» **QUOTED PASSAGE**:
* start *

Tools in Your Pocket
A practical guide to surviving the Toddler and Pre-school years, Part Two.
We pick up where we left off in Part One with a guest post written by Sharyn Timerman from The Early Years. Here are some more “tools” for you to use when dealing with a toddler or preschooler:
- Expecting a child to clean up the whole room will not ensure success. It is okay to come alongside her and do it together. A 2 year old will respond well to a simple request like this one: “Can you come down from the table by yourself or do you need help”. Many 2 year olds will come down by themselves and if they don’t, you simply say “I see you need some help” and you take them down. This certainly is a physical stage.
Validate Their Emotions
- This takes away 50% of their “angst”. “I know you want a 4th cookie they are delicious.” It is okay that they express anger, you have still set the limit. Let them know that their feelings are important too. “You really want that toy, it is a fabulous toy but he was playing with it. You need to wait until it is your turn”.
- “Look at his face, he’s so sad because he wasn’t finished with that toy”. “Look at her arm where you hit her, it’s all red. See her face, she looks really sad, she’s crying”. “Look at my face, I’m so happy because you slept the whole night!” Showing a child how their behavior has an impact on the world around them is a powerful tool. Whether positive or negative, you will be teaching them about their own abilities to make a difference.
Focus on the Positive:
- “Catch your child doing good”. This is essential and different from praise. Praise is when they’ve accomplished something that we clearly expect from them. We praise kids for good report cards, we praise them for swimming well, or for helping with the dishes. “Catching him doing good” means you will point out why he is special to you. “Your smile helps me have a better morning.” “You’re the kind of boy that eats so well at the table , it helps me cook better”. You are an amazing brother, when you gave her that picture, it made her feel really good”. It’s catching him in everyday moments, the small stuff .
- Role Model: Set a positive example. Be a “truth keeper” and respond to another’s distress the way you would want your child to respond. Showing is more effective than telling.

* end *

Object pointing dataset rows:
* start *

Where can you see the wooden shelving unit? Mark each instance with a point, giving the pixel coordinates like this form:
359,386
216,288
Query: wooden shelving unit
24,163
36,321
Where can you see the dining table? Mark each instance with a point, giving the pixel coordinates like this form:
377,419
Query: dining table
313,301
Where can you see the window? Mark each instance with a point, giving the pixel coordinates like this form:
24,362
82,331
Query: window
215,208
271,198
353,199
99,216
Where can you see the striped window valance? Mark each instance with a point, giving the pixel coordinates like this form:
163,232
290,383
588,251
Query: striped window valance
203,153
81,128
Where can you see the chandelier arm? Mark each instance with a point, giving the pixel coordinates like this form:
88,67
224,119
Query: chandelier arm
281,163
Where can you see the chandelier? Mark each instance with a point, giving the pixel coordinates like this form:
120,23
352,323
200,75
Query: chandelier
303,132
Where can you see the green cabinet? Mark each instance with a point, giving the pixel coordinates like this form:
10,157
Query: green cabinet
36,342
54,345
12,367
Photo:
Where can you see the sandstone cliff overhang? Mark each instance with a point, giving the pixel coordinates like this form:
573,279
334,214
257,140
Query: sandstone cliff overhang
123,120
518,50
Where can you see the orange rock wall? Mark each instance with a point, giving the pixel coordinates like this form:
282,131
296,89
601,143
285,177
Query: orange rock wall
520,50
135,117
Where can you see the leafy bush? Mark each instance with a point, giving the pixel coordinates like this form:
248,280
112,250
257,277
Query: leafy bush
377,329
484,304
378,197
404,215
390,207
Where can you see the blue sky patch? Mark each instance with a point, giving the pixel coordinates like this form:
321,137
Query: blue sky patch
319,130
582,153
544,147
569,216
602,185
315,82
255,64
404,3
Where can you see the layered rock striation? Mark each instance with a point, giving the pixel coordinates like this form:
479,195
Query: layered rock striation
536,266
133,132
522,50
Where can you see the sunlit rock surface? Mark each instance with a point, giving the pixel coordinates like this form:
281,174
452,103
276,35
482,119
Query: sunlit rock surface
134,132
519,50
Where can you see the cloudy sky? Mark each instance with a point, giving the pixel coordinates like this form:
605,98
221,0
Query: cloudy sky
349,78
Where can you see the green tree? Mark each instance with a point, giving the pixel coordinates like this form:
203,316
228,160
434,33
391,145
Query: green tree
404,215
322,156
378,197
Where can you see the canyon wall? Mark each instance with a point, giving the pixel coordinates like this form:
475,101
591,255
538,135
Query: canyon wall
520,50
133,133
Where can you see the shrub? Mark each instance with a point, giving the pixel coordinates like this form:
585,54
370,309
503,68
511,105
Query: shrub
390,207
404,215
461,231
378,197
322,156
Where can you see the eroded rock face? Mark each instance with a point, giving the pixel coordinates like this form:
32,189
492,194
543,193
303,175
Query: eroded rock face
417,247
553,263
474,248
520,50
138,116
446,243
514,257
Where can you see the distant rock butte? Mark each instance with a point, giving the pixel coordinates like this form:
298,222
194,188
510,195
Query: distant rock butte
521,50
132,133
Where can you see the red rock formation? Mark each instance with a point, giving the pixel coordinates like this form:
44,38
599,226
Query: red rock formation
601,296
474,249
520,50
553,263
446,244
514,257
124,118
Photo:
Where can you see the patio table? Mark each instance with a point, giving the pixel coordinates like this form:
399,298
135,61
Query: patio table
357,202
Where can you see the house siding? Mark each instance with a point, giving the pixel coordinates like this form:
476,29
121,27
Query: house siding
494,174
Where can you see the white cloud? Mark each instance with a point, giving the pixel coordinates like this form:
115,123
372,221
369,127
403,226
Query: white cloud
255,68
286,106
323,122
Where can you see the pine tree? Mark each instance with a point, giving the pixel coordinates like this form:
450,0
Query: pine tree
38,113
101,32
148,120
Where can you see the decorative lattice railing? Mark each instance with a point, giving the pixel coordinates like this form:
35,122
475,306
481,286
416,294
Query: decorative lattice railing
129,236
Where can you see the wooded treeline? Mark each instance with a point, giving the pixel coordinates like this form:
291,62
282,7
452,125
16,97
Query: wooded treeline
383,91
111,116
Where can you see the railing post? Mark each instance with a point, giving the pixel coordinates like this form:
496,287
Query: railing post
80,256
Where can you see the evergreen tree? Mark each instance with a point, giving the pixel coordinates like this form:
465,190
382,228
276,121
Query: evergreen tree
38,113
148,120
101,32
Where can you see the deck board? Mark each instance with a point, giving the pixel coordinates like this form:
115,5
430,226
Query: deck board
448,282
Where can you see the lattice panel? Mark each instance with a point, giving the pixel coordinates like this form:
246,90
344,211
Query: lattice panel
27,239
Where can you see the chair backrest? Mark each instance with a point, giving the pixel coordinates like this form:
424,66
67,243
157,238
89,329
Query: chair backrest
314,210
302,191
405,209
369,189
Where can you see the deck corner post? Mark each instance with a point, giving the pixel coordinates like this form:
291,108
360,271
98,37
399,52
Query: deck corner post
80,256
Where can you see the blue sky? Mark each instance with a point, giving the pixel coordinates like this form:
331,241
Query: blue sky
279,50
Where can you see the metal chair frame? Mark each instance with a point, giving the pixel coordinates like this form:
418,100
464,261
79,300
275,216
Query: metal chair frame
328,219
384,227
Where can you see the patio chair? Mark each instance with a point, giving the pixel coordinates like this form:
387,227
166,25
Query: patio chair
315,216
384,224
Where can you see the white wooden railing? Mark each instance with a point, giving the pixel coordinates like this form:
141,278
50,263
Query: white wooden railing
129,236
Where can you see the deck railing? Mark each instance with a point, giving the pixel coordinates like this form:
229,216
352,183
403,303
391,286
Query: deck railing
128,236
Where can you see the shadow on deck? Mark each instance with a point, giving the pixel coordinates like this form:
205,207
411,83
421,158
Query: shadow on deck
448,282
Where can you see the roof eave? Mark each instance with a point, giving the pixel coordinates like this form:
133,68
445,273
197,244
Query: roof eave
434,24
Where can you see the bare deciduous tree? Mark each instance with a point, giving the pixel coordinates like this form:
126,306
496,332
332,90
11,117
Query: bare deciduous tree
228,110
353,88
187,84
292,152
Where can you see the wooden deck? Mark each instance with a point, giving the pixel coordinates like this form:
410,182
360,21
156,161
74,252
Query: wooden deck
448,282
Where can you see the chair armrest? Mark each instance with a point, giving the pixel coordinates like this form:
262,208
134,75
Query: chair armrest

* end *

» **REQUIRED ACTIONS**:
**A)** Answer these questions about the guide to toddlers and preschoolers:
(i) Who wrote the guest post?
(ii) How much of a child's "angst" does validating their emotions take away?
(iii) What does the guide say is more effective than telling?
**B)** Continue the guide to toddlers and preschoolers from where it stops.

» **RESULTS BY TASK**:
**A)**
(i) Sharyn Timerman from The Early Years
(ii) 50%
(iii) Showing

**B)**
Many of us struggle from time to time when dealing with our toddler or preschooler’s behavior. But this list of tools can be an effective way to help communicate with our little ones in a way that is respectful to all people involved. A special thanks to Sharyn Timerman for writing this fantastic blog post for us!
Sharyn Timerman is Founder and Owner of The Early Years Family Development Centre Inc. Created in 1996, Sharyn specializes in the understanding of Early childhood behaviors. She works with young children in the home, staff training in the daycare system, private counseling for parents, evening seminars for couples, and a variety of workshops known as “Tools in your pocket”. She is a facilitator for women’s groups.
Sharyn is a faculty member of the Family Sleep Institute providing continuing education in the understanding of developmental stages of young children. In August 2012, entering into a new partnership, “The Parenting Toolbox” was formed providing more services to the community and beyond, reaching other parts of Canada and the United States. Sharyn received her degree in Early Childhood Education from Vanier College, Montreal, Quebec while raising 3 children with her husband.
Share Your Comments With Us!
Did you find this article helpful or do you have some of your own ‘tools’ that you find are effective and yet respectful? Share with us in the comments below!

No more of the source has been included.